::: Provided data :::
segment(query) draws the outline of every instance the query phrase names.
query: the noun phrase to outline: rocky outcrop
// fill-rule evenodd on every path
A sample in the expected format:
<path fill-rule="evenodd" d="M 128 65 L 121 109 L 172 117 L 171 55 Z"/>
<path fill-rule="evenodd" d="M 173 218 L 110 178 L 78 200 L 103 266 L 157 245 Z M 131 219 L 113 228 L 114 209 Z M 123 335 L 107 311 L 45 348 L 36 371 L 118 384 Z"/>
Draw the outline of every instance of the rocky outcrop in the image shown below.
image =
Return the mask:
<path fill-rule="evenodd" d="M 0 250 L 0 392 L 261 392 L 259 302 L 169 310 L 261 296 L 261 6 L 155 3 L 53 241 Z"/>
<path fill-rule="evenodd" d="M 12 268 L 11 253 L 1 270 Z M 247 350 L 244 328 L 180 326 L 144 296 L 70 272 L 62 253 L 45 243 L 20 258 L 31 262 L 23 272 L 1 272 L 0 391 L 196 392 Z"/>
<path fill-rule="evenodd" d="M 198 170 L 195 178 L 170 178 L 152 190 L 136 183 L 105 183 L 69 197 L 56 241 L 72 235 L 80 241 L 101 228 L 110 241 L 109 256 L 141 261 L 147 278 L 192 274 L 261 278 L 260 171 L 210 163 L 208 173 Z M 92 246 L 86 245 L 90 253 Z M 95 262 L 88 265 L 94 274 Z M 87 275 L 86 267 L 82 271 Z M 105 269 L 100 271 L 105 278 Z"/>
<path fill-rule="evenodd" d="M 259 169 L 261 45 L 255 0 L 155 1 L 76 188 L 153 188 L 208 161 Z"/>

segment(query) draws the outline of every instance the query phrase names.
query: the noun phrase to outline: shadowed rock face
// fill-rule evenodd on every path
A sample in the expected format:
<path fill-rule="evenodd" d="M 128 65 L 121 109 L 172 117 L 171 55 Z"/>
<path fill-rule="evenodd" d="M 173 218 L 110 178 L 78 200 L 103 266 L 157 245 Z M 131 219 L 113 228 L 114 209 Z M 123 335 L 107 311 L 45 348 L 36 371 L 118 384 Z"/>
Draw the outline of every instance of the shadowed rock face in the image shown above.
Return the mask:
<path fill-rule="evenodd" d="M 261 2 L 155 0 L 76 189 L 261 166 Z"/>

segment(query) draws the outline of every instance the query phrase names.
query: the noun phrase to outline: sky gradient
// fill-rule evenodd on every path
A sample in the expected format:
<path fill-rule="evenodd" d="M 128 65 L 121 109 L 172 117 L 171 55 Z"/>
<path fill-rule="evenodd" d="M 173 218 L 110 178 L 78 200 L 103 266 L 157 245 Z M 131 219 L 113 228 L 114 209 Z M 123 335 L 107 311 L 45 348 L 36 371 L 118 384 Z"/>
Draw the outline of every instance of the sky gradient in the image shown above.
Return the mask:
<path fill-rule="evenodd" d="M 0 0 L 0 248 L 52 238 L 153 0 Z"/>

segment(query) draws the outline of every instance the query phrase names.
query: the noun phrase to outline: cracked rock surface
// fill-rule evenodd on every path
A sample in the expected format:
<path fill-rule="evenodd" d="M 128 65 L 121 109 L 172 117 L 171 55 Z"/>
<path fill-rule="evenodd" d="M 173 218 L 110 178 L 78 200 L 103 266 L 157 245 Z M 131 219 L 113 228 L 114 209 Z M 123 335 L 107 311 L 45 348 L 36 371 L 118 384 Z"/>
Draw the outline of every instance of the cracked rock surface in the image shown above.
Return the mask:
:::
▶ _Exercise aim_:
Scale the listing from its start up to and including the line with "261 2 L 155", writing out all of those lines again, requests included. Multiply every coordinate in the answer outlines by 0.9 and round to whole numbers, rounding halves up, while leaving the numbers in the requests and their format samples as they are.

▶ _Exercise result_:
segment(query) draws the outline of every instance the query phrase names.
query: the noun phrase to outline: rocky outcrop
// fill-rule evenodd on every path
A sample in the expected format:
<path fill-rule="evenodd" d="M 128 65 L 121 109 L 172 117 L 171 55 Z"/>
<path fill-rule="evenodd" d="M 173 218 L 110 178 L 78 200 L 103 266 L 157 245 Z M 131 219 L 113 228 L 114 209 Z M 123 335 L 107 311 L 45 348 L 36 371 L 118 384 Z"/>
Draw the outline of every instance of the rocky outcrop in the image shown below.
image =
Return the mask:
<path fill-rule="evenodd" d="M 0 225 L 0 353 L 235 353 L 233 272 L 152 279 L 235 266 L 235 5 L 140 3 L 48 217 Z"/>
<path fill-rule="evenodd" d="M 11 241 L 10 228 L 1 243 Z M 222 315 L 220 295 L 162 293 L 130 266 L 63 245 L 56 228 L 41 219 L 18 232 L 28 236 L 21 245 L 1 245 L 0 352 L 176 353 Z"/>
<path fill-rule="evenodd" d="M 178 153 L 176 160 L 153 160 L 137 171 L 122 165 L 95 165 L 62 177 L 50 217 L 65 212 L 72 217 L 91 205 L 99 217 L 98 230 L 127 235 L 132 250 L 173 247 L 235 250 L 234 154 L 189 147 L 187 156 Z M 83 221 L 77 221 L 81 228 Z M 86 236 L 79 239 L 85 247 Z M 78 248 L 77 240 L 74 244 Z M 95 242 L 90 244 L 95 250 Z"/>
<path fill-rule="evenodd" d="M 233 152 L 235 41 L 230 0 L 140 1 L 68 169 L 138 169 L 187 145 Z"/>

segment(query) draws the outline of every instance the query phrase names.
query: the noun phrase to outline: shadowed rock face
// fill-rule evenodd on every path
A sample in the expected format:
<path fill-rule="evenodd" d="M 128 65 L 121 109 L 172 117 L 171 55 Z"/>
<path fill-rule="evenodd" d="M 173 218 L 110 178 L 78 200 L 103 266 L 157 245 Z M 131 219 L 113 228 L 114 209 Z M 123 335 L 107 311 L 45 348 L 36 371 L 118 384 Z"/>
Draw the outline of every instance of the shadowed rock face in the image shown above.
Return the mask:
<path fill-rule="evenodd" d="M 235 2 L 140 0 L 68 170 L 235 149 Z"/>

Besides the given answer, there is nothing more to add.